### QUOTED PASSAGE

***

"Orientations” has, since its beginning, been a forum for engaging with the work of Sara Ahmed in meaningful ways, even as Ahmed’s own work has pushed forward with inspiring, varied brilliance. In her newest book, she lights a match: “Books can be feminist fire; how we ‘catch fire’. I think of all those feminist fires being lit, lit up, imaginations ignited, desires enflamed, rage too” (Feminist Killjoy, 185). “To write in fire is to write fire,” she continues, imbuing criticism with its own self-generating intensity, “how fire and heat can be used to melt old shapes, make new shapes” (185). It’s my hope that “Orientations” will construct “our own buildings when the world does not accommodate us,” even as we “find ways to send the work out so that it can be shared, catch fire, our imagination” (186).[11]
Readers will notice the paradox of destruction and rebuilding, unweaving and repair, that runs through the reflections assembled here. This queer archival fever speaks not just to issues of flourishing but to the role of scholarship in imagining more humane, livable worlds. Taking over “Orientations” from Janine feels like a spark—something to both inherit and tend, but also to keep burning bright.[12] I welcome you to get in touch!
Notes
[1] Alice Oswald, “Counterblast! (a manifesto for poetry),” University of Oxford Podcasts, audio, June 16, 2023.
[2] Sylvia Plath, “Conversation Among the Ruins,” in The Collected Poems of Sylvia Plath (New York: Harper Perennial Modern Classics, 2018), 21.
[3] On my use of queer as a verb, a few critical interlocutors that have inspired my thinking: for her ongoing commitment to queer theory as woven scholarship, Eve Kosofsky Sedgwick’s definition of queerness as "the open mesh of possibilities, gaps, overlaps, dissonances and resonances, lapses and excesses of meaning when the constituent elements of anyone's gender, of anyone's sexuality aren't made (or can't be made) to signify monolithically.” See Eve Kosofsky Sedgwick, Tendencies (Durham: Duke University Press, 1993), 8. In addition to Sara Ahmed’s blending of feminist and queer theory as mutually-constitutive orientations, I’d also point to bell hooks’s framework for “‘queer’ as being about the self that is at odds with everything around it and has to invent and create and find a place to speak and to thrive and to live.”

***

### INFORMATION SUPPLIED
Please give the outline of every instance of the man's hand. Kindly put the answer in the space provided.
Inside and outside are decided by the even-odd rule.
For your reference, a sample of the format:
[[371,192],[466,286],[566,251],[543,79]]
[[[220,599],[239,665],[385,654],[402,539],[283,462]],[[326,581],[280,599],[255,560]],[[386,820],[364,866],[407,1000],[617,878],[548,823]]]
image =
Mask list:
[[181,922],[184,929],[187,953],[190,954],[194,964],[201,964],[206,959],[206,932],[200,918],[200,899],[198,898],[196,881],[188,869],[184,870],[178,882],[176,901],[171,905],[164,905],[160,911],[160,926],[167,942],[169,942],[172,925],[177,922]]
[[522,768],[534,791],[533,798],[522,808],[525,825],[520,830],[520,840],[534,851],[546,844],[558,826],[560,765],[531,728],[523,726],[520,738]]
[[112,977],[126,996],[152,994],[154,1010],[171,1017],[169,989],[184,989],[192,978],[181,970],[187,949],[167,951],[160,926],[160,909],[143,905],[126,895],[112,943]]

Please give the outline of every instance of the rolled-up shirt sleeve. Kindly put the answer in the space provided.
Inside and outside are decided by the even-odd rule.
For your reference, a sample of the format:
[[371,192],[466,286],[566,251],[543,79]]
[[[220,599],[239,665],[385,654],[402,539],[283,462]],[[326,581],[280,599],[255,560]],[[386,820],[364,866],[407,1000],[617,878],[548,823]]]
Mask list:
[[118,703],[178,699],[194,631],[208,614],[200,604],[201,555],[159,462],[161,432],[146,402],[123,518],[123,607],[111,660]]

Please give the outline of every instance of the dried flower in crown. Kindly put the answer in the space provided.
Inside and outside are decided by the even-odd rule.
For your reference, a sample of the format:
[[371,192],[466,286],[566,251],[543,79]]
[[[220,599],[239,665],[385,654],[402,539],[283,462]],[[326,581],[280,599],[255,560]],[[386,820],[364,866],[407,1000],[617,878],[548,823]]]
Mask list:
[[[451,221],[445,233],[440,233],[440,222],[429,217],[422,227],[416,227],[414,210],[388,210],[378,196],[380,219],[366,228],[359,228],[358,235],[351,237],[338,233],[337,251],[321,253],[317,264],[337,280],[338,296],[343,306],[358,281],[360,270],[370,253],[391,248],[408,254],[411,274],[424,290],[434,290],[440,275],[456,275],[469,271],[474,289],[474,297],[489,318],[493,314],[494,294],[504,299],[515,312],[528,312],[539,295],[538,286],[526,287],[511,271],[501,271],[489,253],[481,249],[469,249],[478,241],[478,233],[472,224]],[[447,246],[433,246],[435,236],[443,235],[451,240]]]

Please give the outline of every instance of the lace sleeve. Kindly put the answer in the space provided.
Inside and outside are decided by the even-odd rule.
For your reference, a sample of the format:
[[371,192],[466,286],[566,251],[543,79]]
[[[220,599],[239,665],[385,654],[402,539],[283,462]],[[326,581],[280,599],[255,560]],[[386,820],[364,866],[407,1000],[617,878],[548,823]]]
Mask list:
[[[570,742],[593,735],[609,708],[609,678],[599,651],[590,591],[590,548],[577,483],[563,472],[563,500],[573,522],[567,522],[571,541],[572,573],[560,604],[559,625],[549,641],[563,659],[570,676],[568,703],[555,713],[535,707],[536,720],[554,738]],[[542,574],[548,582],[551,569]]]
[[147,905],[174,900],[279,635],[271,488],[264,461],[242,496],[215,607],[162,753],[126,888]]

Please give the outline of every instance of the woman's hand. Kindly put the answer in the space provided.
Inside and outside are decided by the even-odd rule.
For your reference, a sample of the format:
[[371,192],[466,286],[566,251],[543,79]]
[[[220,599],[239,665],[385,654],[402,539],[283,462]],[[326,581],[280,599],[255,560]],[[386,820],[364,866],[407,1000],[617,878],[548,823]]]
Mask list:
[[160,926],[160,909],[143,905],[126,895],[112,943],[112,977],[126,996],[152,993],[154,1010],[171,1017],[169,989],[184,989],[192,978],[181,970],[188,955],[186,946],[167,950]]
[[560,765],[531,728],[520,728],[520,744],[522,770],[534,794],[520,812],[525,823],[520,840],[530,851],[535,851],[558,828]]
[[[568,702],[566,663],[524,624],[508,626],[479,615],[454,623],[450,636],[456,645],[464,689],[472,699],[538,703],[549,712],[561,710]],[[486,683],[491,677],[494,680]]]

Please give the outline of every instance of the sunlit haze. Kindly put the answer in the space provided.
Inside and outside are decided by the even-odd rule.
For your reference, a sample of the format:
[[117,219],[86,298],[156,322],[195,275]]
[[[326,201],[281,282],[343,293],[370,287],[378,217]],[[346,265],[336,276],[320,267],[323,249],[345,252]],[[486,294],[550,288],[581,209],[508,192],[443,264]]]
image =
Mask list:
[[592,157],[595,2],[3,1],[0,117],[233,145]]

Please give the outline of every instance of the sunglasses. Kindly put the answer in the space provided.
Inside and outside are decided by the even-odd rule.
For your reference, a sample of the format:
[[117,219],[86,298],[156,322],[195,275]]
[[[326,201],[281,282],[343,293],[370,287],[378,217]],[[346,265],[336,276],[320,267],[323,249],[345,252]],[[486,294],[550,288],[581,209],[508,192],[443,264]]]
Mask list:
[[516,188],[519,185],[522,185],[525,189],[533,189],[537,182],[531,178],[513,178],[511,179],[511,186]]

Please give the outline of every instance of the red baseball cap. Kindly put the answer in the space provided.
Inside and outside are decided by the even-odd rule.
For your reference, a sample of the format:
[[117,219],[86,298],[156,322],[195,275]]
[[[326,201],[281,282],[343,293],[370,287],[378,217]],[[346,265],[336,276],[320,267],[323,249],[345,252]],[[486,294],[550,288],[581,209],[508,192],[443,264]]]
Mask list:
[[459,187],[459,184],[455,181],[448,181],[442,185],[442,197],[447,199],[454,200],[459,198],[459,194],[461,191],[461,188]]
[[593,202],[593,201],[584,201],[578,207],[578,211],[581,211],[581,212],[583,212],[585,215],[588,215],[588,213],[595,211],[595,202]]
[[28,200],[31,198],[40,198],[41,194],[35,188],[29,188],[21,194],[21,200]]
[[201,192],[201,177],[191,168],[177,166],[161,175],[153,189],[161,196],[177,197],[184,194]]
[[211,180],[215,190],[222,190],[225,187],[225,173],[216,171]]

***

### QUESTIONS TO ANSWER
A. In the passage about the "Orientations" forum, from whom is the writer taking over "Orientations"?
B. Translate this sentence from the passage about the "Orientations" forum into Spanish: "Readers will notice the paradox of destruction and rebuilding, unweaving and repair, that runs through the reflections assembled here."
C. Continue the passage about the "Orientations" forum from the point where it stops.
The data has no connection to the passage about the "Orientations" forum.

### ANSWERS BELOW
A. Janine

B. Los lectores notarán la paradoja de destrucción y reconstrucción, de destejer y reparar, que atraviesa las reflexiones aquí reunidas.

C.
[4] Adam Fitzgerald, “An Interview with Fred Moten, Part 1,” LitHub, August 5, 2015.
[5] Sara Ahmed, The Feminist Killjoy Handbook: The Radical Potential of Getting in the Way (New York: Seal, 2023), 179.
[6] Janine Utell, “‘Orientations’: A Provocation, A Welcome, An Invitation,” Modernism/modernity Print Plus, November 30, 2021.
[7] Siri Hustvedt, A Woman Looking at Men Looking at Women: Essays on Art, Sex, and the Mind (New York: Simon & Schuster, 2016), 134.
[8] Alix Beeston and Stefan Solomon, ed., Incomplete: The Feminist Possibilities of the Unfinished Film (Oakland: University of California Press), 17.
[9] Octavio R. González, Misfit Modernism: Queer Forms of Double Exile in the Twentieth-Century Novel (University Park: The Pennsylvania State University Press, 2020), 42.
[10] Maggie Nelson, On Freedom (Minneapolis: Graywolf Press, 2021), 64, 21.
[11] See fig. 6 for a creative offering inspired by these feminist fires.
[12] My gratitude to Janine Utell for passing the torch on “Orientations” and for years of invaluable guidance and feedback. Also, my thanks to two brilliant friends—Alix Beeston and Victoria Papa—for their helpful feedback on this post.